> [EXERCISE MATERIALS]
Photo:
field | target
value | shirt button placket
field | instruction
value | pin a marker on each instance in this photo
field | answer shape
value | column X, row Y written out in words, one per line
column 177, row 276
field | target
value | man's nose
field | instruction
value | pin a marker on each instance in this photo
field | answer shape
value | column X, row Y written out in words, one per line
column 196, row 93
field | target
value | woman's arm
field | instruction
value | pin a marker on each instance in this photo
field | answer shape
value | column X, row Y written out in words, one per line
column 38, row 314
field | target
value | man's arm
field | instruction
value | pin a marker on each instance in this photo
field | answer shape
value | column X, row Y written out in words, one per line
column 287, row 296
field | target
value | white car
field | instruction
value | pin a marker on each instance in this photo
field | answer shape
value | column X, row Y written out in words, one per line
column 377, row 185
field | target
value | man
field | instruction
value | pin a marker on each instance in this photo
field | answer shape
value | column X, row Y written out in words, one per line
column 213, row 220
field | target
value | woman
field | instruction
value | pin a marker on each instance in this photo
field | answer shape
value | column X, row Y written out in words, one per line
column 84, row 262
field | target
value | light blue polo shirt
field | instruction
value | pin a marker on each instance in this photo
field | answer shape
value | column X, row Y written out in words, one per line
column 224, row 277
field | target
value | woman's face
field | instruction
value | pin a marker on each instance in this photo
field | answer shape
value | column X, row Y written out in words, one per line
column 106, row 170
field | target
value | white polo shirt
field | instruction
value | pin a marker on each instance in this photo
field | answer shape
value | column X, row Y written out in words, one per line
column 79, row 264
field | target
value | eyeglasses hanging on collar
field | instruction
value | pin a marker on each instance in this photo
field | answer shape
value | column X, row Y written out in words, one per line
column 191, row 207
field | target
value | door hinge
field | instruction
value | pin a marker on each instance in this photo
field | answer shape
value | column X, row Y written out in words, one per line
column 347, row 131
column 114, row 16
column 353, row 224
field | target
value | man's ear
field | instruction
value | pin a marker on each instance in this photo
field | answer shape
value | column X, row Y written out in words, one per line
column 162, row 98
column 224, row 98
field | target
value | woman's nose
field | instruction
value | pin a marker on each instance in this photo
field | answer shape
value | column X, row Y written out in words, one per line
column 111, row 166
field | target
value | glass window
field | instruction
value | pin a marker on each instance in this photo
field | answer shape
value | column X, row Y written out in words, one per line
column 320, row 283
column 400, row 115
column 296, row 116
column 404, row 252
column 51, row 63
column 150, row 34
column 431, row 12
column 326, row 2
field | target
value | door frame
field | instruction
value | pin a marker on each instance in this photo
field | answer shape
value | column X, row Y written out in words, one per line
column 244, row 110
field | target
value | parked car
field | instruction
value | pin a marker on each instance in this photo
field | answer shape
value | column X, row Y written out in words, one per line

> [INSTRUCTIONS TO FOLLOW] Search the entries above for "polo". Show every line that has it.

> [OUTPUT OF THE TASK]
value | light blue polo shirt
value | white polo shirt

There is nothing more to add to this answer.